* start The data *

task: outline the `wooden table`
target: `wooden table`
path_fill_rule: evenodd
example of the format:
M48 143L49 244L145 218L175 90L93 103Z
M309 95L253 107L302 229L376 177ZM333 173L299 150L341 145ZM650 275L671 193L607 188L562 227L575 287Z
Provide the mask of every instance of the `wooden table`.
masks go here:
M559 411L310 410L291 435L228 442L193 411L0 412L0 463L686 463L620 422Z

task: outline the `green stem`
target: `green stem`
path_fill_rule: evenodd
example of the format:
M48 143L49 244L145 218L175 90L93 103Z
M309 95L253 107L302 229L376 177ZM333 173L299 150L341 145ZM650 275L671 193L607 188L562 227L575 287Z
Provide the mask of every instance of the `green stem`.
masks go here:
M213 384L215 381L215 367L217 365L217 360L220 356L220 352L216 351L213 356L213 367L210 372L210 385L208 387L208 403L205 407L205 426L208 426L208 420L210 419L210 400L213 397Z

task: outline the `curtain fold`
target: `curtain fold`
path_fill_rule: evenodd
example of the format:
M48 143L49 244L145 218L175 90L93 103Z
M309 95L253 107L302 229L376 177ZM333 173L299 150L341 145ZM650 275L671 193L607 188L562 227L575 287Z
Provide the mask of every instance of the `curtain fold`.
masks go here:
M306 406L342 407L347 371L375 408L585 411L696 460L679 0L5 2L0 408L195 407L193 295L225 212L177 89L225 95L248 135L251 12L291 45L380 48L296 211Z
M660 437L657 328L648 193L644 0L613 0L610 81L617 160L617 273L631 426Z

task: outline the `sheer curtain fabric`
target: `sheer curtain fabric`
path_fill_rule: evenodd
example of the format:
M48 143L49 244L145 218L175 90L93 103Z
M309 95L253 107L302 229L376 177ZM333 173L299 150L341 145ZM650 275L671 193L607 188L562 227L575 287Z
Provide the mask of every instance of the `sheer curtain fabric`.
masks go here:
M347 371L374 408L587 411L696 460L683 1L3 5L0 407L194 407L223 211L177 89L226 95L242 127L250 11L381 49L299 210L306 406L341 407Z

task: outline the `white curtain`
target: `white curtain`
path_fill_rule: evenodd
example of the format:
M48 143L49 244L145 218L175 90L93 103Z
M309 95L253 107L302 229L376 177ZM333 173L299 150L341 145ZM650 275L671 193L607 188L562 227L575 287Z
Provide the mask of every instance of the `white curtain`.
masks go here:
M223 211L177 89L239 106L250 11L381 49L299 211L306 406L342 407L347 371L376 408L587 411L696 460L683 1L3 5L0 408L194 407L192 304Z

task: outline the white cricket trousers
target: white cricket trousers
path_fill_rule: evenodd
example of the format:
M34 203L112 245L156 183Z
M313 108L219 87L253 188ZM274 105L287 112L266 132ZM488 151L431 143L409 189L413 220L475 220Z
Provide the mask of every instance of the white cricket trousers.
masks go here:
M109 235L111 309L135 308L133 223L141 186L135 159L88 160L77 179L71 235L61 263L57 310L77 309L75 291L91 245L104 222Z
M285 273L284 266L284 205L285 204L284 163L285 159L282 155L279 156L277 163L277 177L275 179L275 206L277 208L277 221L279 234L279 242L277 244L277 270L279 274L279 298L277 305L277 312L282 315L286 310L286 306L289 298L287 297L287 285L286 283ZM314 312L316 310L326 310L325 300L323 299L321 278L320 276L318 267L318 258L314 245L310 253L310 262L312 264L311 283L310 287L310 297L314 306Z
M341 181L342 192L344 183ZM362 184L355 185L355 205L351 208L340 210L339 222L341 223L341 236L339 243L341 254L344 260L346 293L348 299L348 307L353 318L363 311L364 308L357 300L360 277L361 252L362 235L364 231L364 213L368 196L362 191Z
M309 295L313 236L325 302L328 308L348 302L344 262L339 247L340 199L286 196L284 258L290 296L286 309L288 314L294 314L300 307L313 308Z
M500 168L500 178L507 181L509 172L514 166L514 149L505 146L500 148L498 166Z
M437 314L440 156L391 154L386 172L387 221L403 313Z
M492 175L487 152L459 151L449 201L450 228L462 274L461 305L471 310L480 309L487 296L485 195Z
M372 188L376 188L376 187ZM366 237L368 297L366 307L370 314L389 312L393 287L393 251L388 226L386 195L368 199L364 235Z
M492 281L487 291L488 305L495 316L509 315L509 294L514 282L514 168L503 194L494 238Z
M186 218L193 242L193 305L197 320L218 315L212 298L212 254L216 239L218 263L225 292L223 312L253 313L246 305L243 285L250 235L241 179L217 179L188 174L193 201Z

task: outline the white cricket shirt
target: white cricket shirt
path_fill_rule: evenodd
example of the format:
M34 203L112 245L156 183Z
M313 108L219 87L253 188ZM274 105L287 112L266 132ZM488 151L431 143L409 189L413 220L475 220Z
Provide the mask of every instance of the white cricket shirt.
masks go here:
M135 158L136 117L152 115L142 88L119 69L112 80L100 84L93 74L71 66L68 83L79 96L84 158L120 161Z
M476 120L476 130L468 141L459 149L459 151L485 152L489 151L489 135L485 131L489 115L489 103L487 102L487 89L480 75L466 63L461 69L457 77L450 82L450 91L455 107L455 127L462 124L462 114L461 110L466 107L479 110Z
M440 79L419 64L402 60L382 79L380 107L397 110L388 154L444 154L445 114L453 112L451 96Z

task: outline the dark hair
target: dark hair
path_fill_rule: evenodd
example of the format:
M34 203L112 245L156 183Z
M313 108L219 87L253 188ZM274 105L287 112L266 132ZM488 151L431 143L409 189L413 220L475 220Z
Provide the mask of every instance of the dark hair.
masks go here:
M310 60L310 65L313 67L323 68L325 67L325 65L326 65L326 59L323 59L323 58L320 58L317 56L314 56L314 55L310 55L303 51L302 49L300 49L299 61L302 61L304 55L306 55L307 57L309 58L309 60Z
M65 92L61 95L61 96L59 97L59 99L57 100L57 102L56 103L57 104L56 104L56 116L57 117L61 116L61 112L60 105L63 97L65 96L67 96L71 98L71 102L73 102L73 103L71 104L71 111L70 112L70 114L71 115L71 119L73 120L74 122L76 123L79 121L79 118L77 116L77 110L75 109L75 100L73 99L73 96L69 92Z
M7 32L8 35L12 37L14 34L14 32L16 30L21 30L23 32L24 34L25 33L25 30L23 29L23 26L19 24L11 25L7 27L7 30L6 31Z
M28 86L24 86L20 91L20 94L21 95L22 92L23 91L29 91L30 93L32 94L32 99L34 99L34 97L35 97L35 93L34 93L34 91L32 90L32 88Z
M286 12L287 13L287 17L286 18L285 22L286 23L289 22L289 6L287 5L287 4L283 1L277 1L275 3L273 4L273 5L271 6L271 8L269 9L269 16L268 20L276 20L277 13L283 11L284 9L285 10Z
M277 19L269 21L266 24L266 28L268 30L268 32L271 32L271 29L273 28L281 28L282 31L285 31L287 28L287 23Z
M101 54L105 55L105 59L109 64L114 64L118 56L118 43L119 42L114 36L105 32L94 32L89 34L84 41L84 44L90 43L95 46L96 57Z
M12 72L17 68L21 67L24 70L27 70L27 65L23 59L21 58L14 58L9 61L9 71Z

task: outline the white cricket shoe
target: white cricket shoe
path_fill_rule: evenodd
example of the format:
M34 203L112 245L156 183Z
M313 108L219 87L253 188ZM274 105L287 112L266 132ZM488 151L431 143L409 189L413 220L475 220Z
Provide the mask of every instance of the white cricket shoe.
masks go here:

* end The data *

_Stated task_
Format the material from the line containing "task: outline the white cricket shirt" through the line containing "M440 79L419 64L402" as a JSON list of strings, one string per line and no entries for blank lines.

_Complete answer_
[
  "task: outline the white cricket shirt",
  "target: white cricket shirt",
  "path_fill_rule: evenodd",
  "example of the format:",
  "M34 203L112 245L156 183Z",
  "M313 108L219 87L253 188ZM274 105L287 112L266 132ZM488 151L431 143L409 189L413 220L475 220Z",
  "Provide the mask of every instance of the white cricket shirt.",
  "masks go here:",
  "M135 158L136 117L152 115L142 88L119 69L112 80L100 84L93 74L71 66L68 83L79 96L84 158L120 161Z",
  "M476 120L476 130L468 141L459 149L459 151L485 152L489 151L489 135L485 131L489 115L489 103L487 102L487 89L480 75L466 63L461 69L457 77L450 82L450 91L455 107L455 127L462 124L462 114L461 110L466 107L479 110Z",
  "M440 79L419 64L402 60L382 79L380 107L397 110L388 154L444 154L445 114L453 112L451 96Z"
]